• _Given problem_
Copy all of the material word for word, except for the pictures.

• _Supplied records_
:::::
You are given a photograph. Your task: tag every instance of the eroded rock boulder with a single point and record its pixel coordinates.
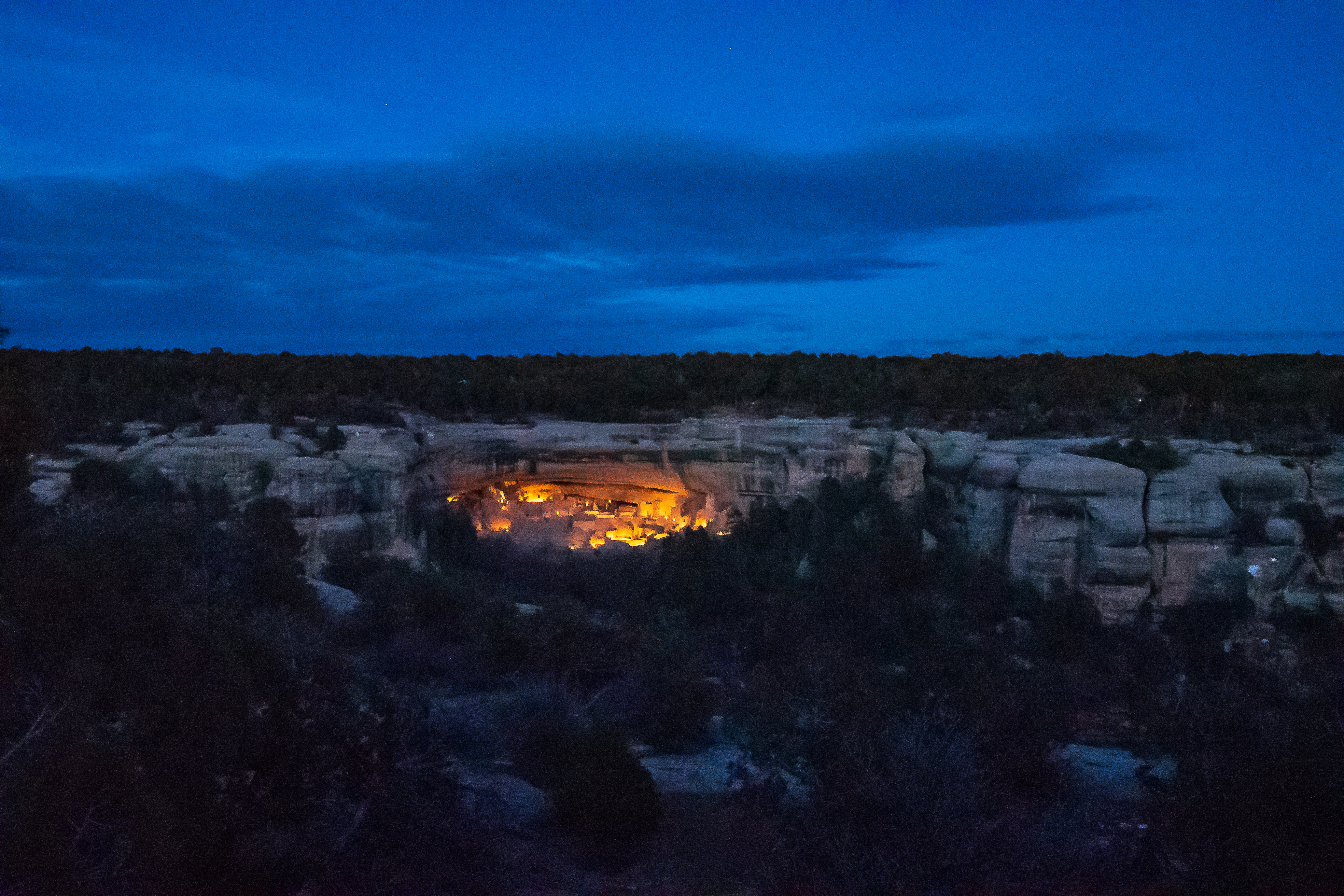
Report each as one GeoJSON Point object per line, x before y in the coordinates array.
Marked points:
{"type": "Point", "coordinates": [1189, 504]}
{"type": "Point", "coordinates": [949, 454]}
{"type": "Point", "coordinates": [1109, 495]}
{"type": "Point", "coordinates": [316, 487]}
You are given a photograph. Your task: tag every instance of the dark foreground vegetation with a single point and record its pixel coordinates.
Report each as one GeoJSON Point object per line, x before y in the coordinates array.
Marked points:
{"type": "Point", "coordinates": [1288, 400]}
{"type": "Point", "coordinates": [179, 714]}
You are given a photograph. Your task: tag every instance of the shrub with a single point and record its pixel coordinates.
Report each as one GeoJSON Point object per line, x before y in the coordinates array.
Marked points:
{"type": "Point", "coordinates": [605, 797]}
{"type": "Point", "coordinates": [333, 440]}
{"type": "Point", "coordinates": [1150, 457]}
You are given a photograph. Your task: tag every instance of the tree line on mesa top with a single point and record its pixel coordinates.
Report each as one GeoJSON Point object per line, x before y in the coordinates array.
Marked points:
{"type": "Point", "coordinates": [1288, 401]}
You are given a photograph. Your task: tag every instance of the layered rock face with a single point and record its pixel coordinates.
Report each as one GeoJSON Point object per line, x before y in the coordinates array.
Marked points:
{"type": "Point", "coordinates": [1218, 526]}
{"type": "Point", "coordinates": [1212, 530]}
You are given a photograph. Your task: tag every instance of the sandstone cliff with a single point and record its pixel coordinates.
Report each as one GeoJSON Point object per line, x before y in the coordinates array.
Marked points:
{"type": "Point", "coordinates": [1219, 524]}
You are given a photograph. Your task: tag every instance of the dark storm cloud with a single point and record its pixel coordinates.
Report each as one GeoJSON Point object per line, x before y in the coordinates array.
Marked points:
{"type": "Point", "coordinates": [545, 230]}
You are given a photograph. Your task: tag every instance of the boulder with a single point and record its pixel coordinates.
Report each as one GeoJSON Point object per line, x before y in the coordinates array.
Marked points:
{"type": "Point", "coordinates": [336, 600]}
{"type": "Point", "coordinates": [906, 476]}
{"type": "Point", "coordinates": [229, 460]}
{"type": "Point", "coordinates": [1044, 546]}
{"type": "Point", "coordinates": [1260, 484]}
{"type": "Point", "coordinates": [988, 519]}
{"type": "Point", "coordinates": [330, 538]}
{"type": "Point", "coordinates": [1117, 604]}
{"type": "Point", "coordinates": [1187, 504]}
{"type": "Point", "coordinates": [316, 487]}
{"type": "Point", "coordinates": [1109, 495]}
{"type": "Point", "coordinates": [995, 471]}
{"type": "Point", "coordinates": [1104, 565]}
{"type": "Point", "coordinates": [1193, 571]}
{"type": "Point", "coordinates": [1283, 531]}
{"type": "Point", "coordinates": [949, 454]}
{"type": "Point", "coordinates": [503, 798]}
{"type": "Point", "coordinates": [1328, 484]}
:::::
• _Answer to the exercise_
You are given a photograph. Your task: tag every instance of the eroded rock boulder with a single point and record its pixel coordinates.
Report each as one GeoJSON Point object per line, x before y in the coordinates array.
Marked points:
{"type": "Point", "coordinates": [1189, 504]}
{"type": "Point", "coordinates": [949, 454]}
{"type": "Point", "coordinates": [1109, 495]}
{"type": "Point", "coordinates": [316, 487]}
You are given a photograph. Your task: tag every instance of the dark foreground vegetation with a single point and record its pixel coordinates.
Report each as one GeoJSON Point object per line, x before y in the coordinates array.
Marked points:
{"type": "Point", "coordinates": [1288, 400]}
{"type": "Point", "coordinates": [179, 714]}
You are given a photograph. Your task: tag every instance of the shrub with a single point and record its pixel coordinates.
Report each as one GeoJSON Point object per line, x before y in the coordinates array.
Marked points:
{"type": "Point", "coordinates": [605, 797]}
{"type": "Point", "coordinates": [333, 440]}
{"type": "Point", "coordinates": [1150, 457]}
You are given a photograph. Your task: tag every instance of the tree line on mesa top with a single point and record its pixel coordinates.
Report each as one GeoJSON Point object per line, x before y in the coordinates array.
Marked points:
{"type": "Point", "coordinates": [1288, 401]}
You are given a photograph. Your task: tag every instance of the layered rock face with a single point and record its pixel coordinates.
Report each as one GeoJSON Point object per line, x before y in the coordinates array.
Marked points:
{"type": "Point", "coordinates": [1218, 526]}
{"type": "Point", "coordinates": [1212, 530]}
You are given a photograph. Your task: tag every instance of the sandstone cliff with a single point and record its pixel coordinates.
Report each as one GeoJSON Point object per line, x before y in the coordinates array.
Marked points:
{"type": "Point", "coordinates": [1219, 524]}
You are given a photograph. Your task: tag every instance of the dark storm cloud with a single point and record its pixel coordinates.
Report each as one GeoJSON Point object per line, x before y in the coordinates array.
Marked points:
{"type": "Point", "coordinates": [545, 230]}
You are given a photograph. Your task: tag every instance of the boulder with a single point and record its pixel coordinates.
Report each as one GeoJSON Point object per line, x before y in the coordinates array.
Marked points:
{"type": "Point", "coordinates": [336, 600]}
{"type": "Point", "coordinates": [906, 476]}
{"type": "Point", "coordinates": [229, 460]}
{"type": "Point", "coordinates": [1044, 546]}
{"type": "Point", "coordinates": [1260, 484]}
{"type": "Point", "coordinates": [988, 519]}
{"type": "Point", "coordinates": [330, 538]}
{"type": "Point", "coordinates": [1117, 604]}
{"type": "Point", "coordinates": [1187, 504]}
{"type": "Point", "coordinates": [316, 487]}
{"type": "Point", "coordinates": [1109, 495]}
{"type": "Point", "coordinates": [995, 471]}
{"type": "Point", "coordinates": [1104, 565]}
{"type": "Point", "coordinates": [1193, 571]}
{"type": "Point", "coordinates": [1283, 531]}
{"type": "Point", "coordinates": [949, 454]}
{"type": "Point", "coordinates": [503, 798]}
{"type": "Point", "coordinates": [1328, 484]}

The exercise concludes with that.